──────── Text to read ────────

For many Radio 2 listeners one of the daily highlights was when Jimmy popped into Terry Wogan's studio to plug his show and participate in a bit of verbal thrust and parry. Tel wrote this in Banjaxed: "Sometimes, of a morning, I feel a surge of pity as the nurse wheels the grand old broadcaster into my studio in his bath-chair, and after wetting his dry, cracked lips with a sponge, we get a few weak, rambling sentences from him. Often the cry goes up 'Nurse! The screens!' But it's usually too late. Hard to believe that this shattered husk was once the Singing Baker's Boy, The Man from Laramie, the one who was Too Young, the Donny Osmond of his day".
I've posted
these clips of Tel and Jimbo before, they date from 1978 and 1980.
In an era of
seemingly generous BBC budgets the programme would occasionally undertake OBs
from around the UK and around the globe. The first major expedition was to
Moscow in 1977 - the JY Progski - the first live BBC broadcast from beyond the
Iron Curtain. Other overseas broadcasts
come from around Europe, Egypt, Israel, the States, Japan, Hong Kong, Japan,
Australia and Zimbabwe.

──────── Supplied material ────────

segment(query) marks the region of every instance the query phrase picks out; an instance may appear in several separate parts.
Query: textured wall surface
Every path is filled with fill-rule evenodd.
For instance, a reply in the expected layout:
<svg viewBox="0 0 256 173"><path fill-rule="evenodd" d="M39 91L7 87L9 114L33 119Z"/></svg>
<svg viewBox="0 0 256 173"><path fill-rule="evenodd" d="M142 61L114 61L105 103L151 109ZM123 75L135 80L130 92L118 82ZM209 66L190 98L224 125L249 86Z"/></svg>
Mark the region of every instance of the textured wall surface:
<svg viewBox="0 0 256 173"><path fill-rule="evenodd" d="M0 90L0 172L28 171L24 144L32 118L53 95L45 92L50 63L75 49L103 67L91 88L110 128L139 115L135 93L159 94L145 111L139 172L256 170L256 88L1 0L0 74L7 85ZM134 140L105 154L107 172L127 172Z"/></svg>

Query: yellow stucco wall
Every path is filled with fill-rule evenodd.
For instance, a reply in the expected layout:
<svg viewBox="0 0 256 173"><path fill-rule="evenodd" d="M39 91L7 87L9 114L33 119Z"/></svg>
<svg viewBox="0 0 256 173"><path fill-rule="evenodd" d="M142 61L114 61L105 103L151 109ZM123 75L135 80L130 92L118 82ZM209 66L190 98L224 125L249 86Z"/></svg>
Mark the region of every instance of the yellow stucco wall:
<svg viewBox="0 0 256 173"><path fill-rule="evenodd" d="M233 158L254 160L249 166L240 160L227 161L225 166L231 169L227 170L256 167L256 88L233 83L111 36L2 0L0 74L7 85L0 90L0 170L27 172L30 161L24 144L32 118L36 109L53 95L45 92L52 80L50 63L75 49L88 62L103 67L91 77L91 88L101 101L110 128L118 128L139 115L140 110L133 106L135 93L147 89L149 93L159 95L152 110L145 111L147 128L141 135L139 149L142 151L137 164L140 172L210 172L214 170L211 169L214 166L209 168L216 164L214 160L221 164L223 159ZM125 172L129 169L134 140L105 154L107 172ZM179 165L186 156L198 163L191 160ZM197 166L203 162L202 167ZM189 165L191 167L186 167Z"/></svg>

────────

**The tasks:**
1. In the text about Jimmy's Radio 2 show, where and in what year was the program's first major overseas expedition?
2. Please pick up the text about Jimmy's Radio 2 show after its final sentence and carry it on in the same voice.

**In response:**
1. Moscow, in 1977.

2.
In the 1980s the JY Prog came from Glasgow, Tokyo, Hong King and Australia |
Promoting Jim's World in March 1974 |
At this point it's worth mentioning some of Jimmy's TV work in this period. For BBC1 in 1972 he took consumer advice to the streets in Jimmy Young Asks. He told the Radio Times: "The thing is I get on well with people. I always have. If I go among ordinary people they'll ask talk to me. I find that anywhere." Over on ITV in 1973 he was a regular panellist alongside Richard Coleman on the Thames produced panel game Whose Baby? The following year he was the host of the lunchtime series from Southern TV Jim's World. Initially a light entertainment programme it broadened out to include current affairs as well. There was more advice on offer on BBC1 in 1979 in a guide to everyday maths called It Figures. When Thames ran its first Telethon in October 1980 Jimmy was one of the hosts. Between 1984 and 1986 Jimmy also recorded a number of topical discussion programmes at Yorkshire Television (recorded on Friday evening after Jim had signed off from his radio show and caught the train up to Leeds) for broadcast late on Sunday evening under the unimaginative title The Jimmy Young Programme. The 1985 and 1986 series were networked by ITV
The JY Prog
remained a fixture on Radio 2 throughout the 1980s and 1990s in a late morning
and then lunchtime slots. Jimmy's
eventual departure from the BBC was a
messy affair that played itself in public over about three years. Stories that
JY was to leave Radio 2 had first appeared in the press in late 1998, although
at the time he claimed that he'd continue until he dropped. It was suggested
that Controller Jim Moir had approached Nicky Campbell, a fact Nicky later
confirmed. Jimmy's contract was up for renewal in 2002 anyway. To complicate
matters during that final year he was very poorly following complications from
an earlier hip replacement operation and Brian Hayes was deputising for him. After
about five months off-air Jimmy returned on 9 December to enjoy a fortnight's
swansong.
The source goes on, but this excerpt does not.